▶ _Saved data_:
--------------------

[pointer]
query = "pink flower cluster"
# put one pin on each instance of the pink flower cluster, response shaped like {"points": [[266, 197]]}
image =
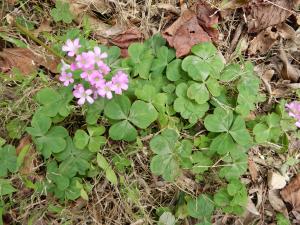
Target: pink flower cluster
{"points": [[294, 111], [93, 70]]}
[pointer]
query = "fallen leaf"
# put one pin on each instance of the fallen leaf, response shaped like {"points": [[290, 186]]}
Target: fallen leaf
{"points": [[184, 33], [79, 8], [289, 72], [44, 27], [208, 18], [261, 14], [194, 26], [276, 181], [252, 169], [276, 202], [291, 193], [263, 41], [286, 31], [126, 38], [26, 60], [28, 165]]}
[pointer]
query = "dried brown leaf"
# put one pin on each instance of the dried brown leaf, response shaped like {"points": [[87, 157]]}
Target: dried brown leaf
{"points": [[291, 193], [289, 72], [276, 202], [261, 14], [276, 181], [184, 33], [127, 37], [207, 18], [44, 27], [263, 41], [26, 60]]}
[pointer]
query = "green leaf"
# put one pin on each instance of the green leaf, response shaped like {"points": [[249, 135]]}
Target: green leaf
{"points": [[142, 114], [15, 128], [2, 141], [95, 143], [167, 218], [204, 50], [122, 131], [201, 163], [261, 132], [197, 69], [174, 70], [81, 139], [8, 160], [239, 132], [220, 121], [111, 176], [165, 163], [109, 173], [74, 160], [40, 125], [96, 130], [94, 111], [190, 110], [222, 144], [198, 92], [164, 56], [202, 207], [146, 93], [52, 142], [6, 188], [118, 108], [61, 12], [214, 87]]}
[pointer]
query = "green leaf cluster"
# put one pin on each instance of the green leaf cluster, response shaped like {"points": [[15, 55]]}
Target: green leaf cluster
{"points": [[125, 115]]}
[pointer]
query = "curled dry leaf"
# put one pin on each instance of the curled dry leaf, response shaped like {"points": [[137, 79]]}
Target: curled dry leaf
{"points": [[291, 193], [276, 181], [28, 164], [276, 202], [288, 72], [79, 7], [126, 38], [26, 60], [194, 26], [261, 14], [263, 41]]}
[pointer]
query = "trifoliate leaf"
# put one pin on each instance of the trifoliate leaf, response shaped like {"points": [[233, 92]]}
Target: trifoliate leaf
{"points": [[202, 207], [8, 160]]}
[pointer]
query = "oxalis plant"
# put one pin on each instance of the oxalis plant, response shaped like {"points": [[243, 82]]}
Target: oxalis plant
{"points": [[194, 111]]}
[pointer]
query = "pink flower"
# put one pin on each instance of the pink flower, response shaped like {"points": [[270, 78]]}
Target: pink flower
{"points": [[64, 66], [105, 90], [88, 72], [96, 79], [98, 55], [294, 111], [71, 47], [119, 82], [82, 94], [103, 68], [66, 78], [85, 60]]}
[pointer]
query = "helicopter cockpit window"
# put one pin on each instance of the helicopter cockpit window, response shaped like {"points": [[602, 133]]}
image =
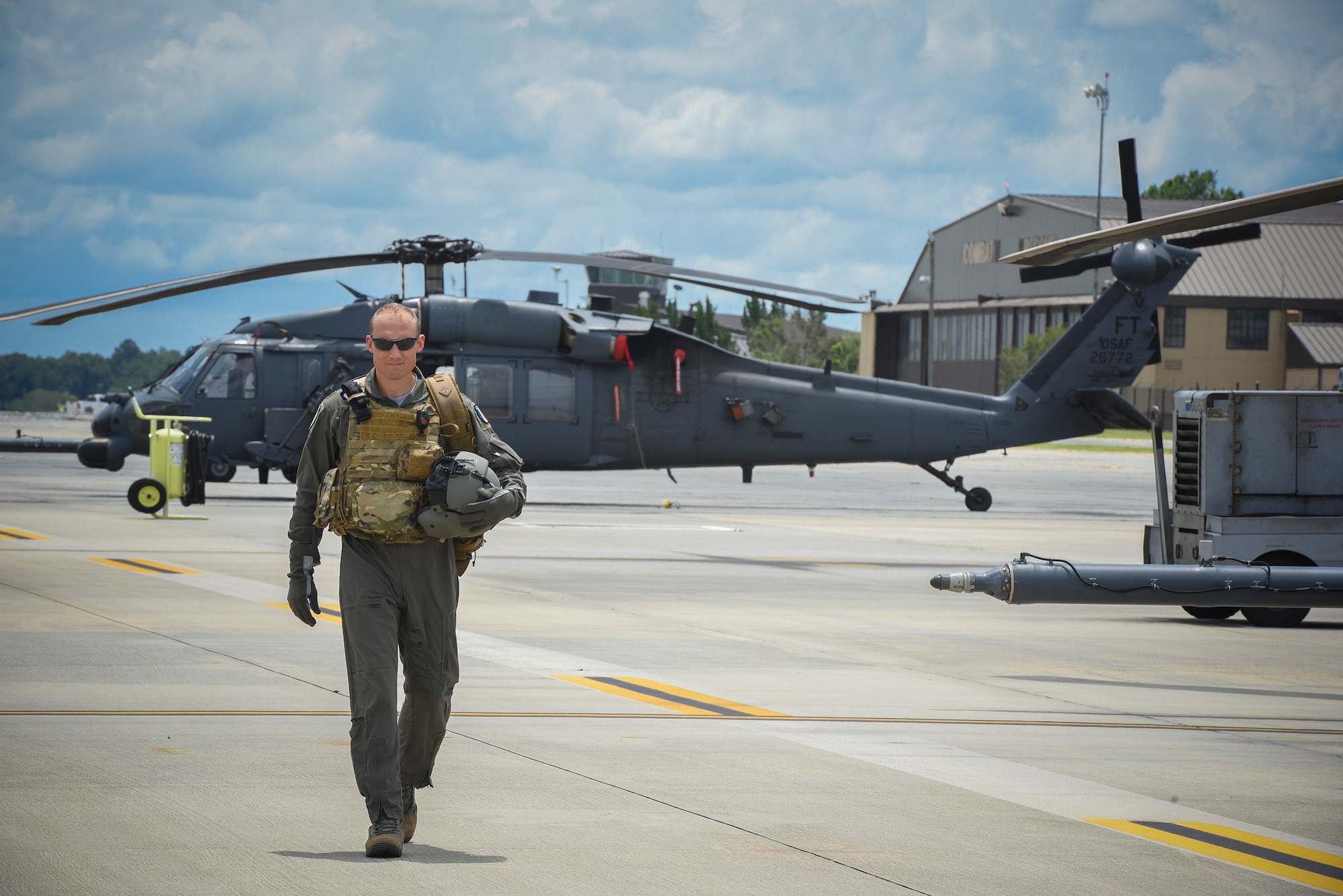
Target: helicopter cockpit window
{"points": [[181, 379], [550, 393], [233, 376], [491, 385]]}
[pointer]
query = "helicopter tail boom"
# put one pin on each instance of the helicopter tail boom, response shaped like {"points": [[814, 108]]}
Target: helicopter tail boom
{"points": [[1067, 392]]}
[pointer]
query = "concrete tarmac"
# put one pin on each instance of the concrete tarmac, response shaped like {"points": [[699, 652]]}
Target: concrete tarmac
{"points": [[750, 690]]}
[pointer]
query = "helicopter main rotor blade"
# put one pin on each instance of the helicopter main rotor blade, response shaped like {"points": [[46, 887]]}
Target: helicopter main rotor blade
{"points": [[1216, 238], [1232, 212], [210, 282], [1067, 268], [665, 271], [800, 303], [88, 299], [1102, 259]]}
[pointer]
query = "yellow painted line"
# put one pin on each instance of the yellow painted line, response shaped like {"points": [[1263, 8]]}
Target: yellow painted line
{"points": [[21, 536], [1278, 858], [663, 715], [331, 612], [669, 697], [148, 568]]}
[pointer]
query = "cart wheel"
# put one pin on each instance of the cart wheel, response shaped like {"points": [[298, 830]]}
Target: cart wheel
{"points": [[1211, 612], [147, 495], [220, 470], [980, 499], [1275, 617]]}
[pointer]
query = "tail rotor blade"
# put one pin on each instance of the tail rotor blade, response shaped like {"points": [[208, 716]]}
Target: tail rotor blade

--------------------

▶ _WRITTEN INSTRUCTION_: Collect every line of the items above that contains the word "window".

▶ _SOLUTION_:
query = "helicopter cockpit window"
# put one pin on each instance of the helicopter cockpit window, response shaped like {"points": [[602, 133]]}
Target: helicopter cockpit window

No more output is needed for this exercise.